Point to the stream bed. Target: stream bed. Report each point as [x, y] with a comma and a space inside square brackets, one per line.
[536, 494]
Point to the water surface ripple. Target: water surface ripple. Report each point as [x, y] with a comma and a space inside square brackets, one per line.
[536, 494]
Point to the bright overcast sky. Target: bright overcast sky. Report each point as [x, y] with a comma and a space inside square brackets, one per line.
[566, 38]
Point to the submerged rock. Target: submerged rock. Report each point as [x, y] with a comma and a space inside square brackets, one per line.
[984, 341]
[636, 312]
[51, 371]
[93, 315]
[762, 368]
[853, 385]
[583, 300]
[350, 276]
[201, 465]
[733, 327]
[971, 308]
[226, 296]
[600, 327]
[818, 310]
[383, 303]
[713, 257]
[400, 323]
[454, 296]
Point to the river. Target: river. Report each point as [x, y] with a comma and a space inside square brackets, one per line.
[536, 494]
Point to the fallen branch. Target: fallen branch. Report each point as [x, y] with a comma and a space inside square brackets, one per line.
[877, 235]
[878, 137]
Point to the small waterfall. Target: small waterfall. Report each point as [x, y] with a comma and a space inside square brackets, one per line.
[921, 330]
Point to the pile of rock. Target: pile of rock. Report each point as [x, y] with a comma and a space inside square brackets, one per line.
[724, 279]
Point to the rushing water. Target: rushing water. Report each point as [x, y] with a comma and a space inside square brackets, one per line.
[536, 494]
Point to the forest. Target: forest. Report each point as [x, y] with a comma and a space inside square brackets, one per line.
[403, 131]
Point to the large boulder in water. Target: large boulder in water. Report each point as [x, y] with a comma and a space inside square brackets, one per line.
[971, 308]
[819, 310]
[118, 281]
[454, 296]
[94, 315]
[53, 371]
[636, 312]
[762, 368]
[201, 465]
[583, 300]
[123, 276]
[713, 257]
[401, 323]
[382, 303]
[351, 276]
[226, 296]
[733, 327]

==

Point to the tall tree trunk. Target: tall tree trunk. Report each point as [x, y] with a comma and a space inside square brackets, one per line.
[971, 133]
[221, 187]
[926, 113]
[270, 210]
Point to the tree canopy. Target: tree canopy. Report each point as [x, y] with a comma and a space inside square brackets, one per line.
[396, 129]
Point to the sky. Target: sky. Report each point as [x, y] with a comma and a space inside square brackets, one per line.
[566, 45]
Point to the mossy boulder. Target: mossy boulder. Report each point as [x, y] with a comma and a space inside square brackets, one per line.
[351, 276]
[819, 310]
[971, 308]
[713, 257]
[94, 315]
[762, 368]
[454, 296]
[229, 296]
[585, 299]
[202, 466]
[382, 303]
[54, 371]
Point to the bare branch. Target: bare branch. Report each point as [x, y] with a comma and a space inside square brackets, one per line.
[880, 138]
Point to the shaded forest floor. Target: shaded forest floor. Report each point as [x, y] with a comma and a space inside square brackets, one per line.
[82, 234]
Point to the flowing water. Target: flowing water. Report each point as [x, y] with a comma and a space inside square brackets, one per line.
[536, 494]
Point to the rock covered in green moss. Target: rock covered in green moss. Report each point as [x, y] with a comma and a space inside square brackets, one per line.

## How to complete this task
Using the entries above, repeat only the lines from the one containing "Point to the flowing" through the one containing "Point to the rock", end lines included.

## Answer to the problem
Point to the flowing water. Target: flowing water. Report each point as [x, y] with a comma and a space inside square brackets, one per line.
[536, 494]
Point to the rock covered in green moss. Target: rock covered in green moss. Report each point as [x, y] with a comma and a space inside square brackets, one per line.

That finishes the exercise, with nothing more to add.